Document section:

□ □ □ □ □ □ □

An Ode to Active Listening

Photo Credit: Umid Akbarov on Unsplash

April 12, 2023 | Montréal, Québec

I have a confession to make.

I am obsessed with trashy reality TV dating shows. I’ve watched the classics and the Netflix series. I’ve even watched some deep cuts (was anyone else around for Flavor of Love?). Having sacrificed many an hour of my time to the Bachelor Cinematic Universe, I know a few things. I’ll tell you, a well-timed traumatic story can make the lead fall in love with you in one conversation; I can spot a villain edit from a mile away; I know when the producers are trying to trick you during the previews. Yet, the most common trope?

 “How often does someone take the time to just listen to you?”

Every contestant wants to “feel seen.” I admit I mostly watch reality TV for the fun and dramatics;  I cheer for my favourites and boo the villains. Yet, that so many people long to be appreciated for their authentic selves speaks to a need we have to be understood. We don’t just want to be heard; we want people to really listen to us. 

How often does someone take the time to just listen to you? They forgo dinner (because you can’t actually eat on the dinner dates—I know) and stare deep into your eyes while they listen to you talk about that thing that happened to you. It’s a special and valuable time to have someone’s undivided attention.

Photo Credit: Elisa Ventur on Unsplash

Amazingly, a dinner date on the set of The Bachelor in Punta Cana is not the only way to experience such a phenomenon. Here’s where I get to active listening. I think what makes contestants feel so special during these moments (besides the pressure of the show pushing them to fall in love) is that their partner is employing active listening skills, offering them support and giving the contestant a chance to show vulnerability. 

According to VeryWell Mind, “active listening is a communication skill that involves going beyond simply hearing the words that another person speaks but also seeking to understand the meaning and intent behind them. It requires being an active participant in the communication process.” Active listening takes listening from a passive experience to a functional skill using techniques to improve your engagement in the conversation, communicate back your understanding, and make the other person feel valued. Methods commonly used include open and attentive body language, reflecting, posing open-ended questions, and validating (EDC SSMU). 

Even a brief description of active listening explains why reality TV show contestants feel so special during their dates. While many mental health services can have financial or legal barriers and are in short supply (especially for English-speakers in Québec), active listening is often an accessible option. Active listening can bring comfort and connection if you are going through a turbulent time in your life, struggling with a specific issue, or just needing a listening ear. 

“Active listening takes listening from a passive experience to a functional skill using techniques to improve your engagement in the conversation, communicate back your understanding, and make the other person feel valued.”

□ □ □ □ □ □ □

The tasks:
1: List the methods the active listening essay names as commonly used in active listening.
2: From the active listening essay, repeat word for word the part that opens with the words containing "Photo Credit: Elisa" and closes with "to show vulnerability.".
You won't need the records that come next for any of the work here.

(Dataset excerpt)
□ □ □ □ □ □ □

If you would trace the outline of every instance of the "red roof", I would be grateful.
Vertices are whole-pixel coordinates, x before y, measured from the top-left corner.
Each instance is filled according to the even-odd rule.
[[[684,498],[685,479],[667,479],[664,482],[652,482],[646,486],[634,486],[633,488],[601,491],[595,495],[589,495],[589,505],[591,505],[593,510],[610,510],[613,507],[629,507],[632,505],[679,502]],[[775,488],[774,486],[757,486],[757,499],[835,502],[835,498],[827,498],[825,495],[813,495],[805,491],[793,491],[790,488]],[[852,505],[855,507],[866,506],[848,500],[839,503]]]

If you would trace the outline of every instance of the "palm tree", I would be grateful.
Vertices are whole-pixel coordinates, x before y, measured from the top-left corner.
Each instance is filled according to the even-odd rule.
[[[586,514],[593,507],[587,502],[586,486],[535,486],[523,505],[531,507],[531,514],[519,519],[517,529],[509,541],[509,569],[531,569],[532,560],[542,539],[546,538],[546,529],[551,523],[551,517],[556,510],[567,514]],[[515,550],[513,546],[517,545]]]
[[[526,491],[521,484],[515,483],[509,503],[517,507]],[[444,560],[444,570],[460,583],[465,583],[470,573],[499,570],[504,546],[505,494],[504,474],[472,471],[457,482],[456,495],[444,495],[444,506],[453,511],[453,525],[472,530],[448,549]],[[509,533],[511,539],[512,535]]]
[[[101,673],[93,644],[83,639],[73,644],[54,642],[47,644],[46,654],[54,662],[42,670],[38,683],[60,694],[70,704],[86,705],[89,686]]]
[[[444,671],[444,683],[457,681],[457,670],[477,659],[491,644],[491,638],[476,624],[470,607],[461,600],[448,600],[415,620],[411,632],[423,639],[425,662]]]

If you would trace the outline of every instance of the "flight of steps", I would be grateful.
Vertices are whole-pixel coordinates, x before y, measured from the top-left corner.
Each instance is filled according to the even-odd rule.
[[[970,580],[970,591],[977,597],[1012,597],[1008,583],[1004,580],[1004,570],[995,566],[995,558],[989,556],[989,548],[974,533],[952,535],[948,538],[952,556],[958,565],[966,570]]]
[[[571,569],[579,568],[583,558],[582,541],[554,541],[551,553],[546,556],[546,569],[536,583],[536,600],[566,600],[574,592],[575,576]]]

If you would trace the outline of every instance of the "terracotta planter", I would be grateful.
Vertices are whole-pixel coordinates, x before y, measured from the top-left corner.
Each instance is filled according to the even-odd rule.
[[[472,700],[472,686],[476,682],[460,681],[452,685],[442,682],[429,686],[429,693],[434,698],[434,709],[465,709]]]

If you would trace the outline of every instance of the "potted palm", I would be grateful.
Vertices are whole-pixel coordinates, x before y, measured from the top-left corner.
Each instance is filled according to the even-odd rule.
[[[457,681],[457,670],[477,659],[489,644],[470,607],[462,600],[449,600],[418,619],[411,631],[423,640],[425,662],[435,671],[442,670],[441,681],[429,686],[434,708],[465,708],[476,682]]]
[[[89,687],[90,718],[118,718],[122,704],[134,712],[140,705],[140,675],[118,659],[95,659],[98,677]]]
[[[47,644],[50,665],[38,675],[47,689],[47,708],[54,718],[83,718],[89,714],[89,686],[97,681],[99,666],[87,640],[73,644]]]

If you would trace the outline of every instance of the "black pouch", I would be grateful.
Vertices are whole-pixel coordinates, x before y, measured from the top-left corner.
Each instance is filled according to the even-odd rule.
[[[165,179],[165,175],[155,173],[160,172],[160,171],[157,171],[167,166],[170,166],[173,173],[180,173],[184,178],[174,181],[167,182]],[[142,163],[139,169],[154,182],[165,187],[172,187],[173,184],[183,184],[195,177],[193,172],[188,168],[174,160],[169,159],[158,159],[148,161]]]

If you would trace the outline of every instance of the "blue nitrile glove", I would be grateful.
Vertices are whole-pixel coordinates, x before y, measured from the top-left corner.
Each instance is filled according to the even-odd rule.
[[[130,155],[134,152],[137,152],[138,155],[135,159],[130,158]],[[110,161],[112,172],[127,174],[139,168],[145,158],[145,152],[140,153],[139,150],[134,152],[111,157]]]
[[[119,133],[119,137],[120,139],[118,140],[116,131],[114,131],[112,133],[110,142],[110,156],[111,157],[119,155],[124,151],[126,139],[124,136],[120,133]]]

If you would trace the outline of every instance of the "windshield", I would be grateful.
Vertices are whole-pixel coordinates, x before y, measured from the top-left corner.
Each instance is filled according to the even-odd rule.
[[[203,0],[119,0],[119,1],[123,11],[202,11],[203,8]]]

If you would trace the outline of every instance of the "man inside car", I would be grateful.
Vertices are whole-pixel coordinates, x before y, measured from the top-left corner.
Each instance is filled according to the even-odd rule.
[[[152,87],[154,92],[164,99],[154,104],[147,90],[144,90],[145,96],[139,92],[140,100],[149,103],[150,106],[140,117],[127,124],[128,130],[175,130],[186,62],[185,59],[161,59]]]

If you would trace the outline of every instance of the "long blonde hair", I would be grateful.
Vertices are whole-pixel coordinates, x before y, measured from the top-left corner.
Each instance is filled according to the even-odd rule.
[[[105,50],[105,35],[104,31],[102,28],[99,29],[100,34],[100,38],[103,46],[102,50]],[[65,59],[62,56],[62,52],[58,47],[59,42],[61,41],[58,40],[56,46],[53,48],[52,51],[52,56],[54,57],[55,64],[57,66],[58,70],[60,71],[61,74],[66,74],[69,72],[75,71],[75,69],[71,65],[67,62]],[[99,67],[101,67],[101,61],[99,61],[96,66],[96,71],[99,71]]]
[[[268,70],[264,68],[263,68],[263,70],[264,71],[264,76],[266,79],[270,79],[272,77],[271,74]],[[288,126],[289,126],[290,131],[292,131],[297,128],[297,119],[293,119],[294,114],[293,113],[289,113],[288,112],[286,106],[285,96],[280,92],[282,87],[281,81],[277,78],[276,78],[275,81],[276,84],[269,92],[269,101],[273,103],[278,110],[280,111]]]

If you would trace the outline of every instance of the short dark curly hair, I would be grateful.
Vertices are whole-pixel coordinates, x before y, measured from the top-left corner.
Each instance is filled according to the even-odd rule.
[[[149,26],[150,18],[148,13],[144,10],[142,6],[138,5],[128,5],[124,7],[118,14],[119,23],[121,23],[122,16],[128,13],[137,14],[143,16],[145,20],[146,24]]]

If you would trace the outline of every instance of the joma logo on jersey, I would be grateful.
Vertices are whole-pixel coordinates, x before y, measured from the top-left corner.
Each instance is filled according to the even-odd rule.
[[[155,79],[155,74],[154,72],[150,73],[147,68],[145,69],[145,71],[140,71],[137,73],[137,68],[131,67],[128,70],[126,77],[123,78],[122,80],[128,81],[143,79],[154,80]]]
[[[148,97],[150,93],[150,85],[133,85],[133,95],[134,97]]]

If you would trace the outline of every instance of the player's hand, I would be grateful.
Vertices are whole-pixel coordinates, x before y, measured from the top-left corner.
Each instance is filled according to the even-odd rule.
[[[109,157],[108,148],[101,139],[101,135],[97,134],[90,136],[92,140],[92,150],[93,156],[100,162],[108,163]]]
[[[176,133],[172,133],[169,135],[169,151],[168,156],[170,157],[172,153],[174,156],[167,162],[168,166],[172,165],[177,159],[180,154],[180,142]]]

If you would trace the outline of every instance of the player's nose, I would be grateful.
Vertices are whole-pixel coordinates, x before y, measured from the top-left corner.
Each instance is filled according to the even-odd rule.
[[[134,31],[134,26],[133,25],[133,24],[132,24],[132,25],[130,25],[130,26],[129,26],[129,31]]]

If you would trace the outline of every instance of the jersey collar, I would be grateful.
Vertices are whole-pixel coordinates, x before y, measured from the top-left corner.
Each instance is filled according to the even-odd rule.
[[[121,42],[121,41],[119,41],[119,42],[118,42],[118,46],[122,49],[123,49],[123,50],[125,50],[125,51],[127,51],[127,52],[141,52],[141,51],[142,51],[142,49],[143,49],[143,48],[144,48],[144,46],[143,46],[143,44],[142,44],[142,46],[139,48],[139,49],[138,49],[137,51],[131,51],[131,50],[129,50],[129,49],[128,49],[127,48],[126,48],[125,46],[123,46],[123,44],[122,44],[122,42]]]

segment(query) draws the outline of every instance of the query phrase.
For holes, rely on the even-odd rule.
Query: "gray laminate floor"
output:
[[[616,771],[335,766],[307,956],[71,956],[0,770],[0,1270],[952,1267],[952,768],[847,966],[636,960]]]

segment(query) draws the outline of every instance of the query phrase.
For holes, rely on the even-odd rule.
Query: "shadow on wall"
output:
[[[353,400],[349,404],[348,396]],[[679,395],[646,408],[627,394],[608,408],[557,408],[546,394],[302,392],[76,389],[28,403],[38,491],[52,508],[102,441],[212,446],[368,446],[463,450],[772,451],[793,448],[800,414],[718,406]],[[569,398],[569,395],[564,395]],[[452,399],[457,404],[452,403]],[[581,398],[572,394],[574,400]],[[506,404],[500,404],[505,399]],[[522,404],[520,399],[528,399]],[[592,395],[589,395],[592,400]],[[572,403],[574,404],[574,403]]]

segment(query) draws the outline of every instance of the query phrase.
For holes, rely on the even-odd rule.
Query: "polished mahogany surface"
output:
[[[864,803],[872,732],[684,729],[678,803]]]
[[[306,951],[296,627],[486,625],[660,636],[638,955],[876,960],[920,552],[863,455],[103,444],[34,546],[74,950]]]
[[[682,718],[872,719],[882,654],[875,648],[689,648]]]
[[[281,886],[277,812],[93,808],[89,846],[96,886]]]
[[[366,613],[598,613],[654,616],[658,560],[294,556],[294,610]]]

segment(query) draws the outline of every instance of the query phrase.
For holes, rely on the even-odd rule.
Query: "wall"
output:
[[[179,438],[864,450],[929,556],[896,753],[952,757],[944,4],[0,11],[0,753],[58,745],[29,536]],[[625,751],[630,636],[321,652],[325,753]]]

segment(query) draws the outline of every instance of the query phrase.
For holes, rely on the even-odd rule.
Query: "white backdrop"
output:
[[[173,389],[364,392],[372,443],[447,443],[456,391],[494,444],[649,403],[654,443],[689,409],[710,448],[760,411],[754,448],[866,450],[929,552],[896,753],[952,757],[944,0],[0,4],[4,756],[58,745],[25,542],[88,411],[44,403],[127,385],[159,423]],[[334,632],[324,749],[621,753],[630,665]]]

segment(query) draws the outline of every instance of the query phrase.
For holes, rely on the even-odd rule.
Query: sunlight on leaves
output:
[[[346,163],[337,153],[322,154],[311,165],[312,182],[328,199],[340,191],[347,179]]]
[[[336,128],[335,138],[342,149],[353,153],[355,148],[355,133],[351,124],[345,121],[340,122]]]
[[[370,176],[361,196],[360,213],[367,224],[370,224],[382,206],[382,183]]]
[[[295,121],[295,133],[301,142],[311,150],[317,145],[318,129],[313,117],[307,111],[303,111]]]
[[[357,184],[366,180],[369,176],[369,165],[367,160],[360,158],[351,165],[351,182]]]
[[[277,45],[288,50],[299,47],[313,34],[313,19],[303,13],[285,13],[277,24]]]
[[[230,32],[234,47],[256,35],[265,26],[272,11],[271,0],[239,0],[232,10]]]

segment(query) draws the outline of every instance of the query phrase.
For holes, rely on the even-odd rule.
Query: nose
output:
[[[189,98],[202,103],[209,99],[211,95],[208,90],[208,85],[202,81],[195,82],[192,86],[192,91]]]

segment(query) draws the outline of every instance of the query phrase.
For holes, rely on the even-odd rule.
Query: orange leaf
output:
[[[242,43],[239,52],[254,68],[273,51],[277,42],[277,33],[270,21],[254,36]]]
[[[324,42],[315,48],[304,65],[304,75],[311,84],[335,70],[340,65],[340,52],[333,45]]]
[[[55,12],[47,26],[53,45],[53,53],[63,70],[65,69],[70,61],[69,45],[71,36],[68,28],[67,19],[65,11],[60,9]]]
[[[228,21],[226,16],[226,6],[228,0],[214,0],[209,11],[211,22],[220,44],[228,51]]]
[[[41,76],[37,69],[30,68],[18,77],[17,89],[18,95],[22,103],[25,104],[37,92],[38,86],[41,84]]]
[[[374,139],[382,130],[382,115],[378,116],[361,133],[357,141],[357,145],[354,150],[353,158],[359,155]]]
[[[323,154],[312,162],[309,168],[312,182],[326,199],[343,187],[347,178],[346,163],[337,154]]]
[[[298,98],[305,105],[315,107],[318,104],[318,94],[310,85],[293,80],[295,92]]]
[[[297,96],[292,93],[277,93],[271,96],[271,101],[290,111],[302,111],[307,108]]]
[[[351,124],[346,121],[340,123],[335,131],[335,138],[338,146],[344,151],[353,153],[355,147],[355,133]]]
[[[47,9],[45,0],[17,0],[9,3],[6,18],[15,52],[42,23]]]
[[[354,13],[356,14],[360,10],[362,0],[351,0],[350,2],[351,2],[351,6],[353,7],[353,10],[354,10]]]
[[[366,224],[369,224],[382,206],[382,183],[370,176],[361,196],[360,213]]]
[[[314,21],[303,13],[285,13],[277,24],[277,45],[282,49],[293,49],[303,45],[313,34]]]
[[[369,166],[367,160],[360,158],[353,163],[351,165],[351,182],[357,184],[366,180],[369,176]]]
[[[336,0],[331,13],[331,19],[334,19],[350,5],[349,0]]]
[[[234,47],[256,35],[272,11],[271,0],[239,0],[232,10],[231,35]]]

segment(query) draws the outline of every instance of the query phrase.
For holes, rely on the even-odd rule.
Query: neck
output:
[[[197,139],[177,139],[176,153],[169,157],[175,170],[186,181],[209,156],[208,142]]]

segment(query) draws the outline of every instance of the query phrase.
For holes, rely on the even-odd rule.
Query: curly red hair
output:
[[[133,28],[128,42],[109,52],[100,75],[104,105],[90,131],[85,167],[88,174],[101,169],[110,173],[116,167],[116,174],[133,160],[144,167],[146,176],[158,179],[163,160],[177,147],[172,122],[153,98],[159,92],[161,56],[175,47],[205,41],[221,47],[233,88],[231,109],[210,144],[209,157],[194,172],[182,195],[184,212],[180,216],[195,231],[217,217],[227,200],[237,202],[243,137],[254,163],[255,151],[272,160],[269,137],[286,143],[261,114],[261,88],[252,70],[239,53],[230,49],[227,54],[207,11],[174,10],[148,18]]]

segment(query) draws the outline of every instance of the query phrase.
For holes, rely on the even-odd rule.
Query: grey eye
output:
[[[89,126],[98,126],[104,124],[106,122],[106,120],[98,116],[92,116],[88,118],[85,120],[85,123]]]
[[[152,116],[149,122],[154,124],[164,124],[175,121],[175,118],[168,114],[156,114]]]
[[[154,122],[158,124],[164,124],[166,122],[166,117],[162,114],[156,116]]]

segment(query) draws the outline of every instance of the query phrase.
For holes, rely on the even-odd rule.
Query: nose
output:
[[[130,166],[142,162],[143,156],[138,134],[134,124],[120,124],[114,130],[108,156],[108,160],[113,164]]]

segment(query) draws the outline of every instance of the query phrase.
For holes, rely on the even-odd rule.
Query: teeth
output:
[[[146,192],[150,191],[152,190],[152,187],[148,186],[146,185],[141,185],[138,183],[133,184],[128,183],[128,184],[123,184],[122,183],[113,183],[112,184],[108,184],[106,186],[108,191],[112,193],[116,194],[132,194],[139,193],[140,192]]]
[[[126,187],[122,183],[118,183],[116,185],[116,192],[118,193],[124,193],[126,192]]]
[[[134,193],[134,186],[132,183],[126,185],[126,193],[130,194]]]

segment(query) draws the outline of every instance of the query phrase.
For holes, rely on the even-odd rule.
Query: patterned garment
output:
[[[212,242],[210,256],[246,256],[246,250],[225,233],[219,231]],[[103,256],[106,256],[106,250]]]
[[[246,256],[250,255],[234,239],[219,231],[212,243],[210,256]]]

□ □ □ □ □ □ □

Task-by-task results:
1:
- Open and attentive body language
- Reflecting
- Posing open-ended questions
- Validating

2:
Photo Credit: Elisa Ventur on Unsplash

Amazingly, a dinner date on the set of The Bachelor in Punta Cana is not the only way to experience such a phenomenon. Here’s where I get to active listening. I think what makes contestants feel so special during these moments (besides the pressure of the show pushing them to fall in love) is that their partner is employing active listening skills, offering them support and giving the contestant a chance to show vulnerability.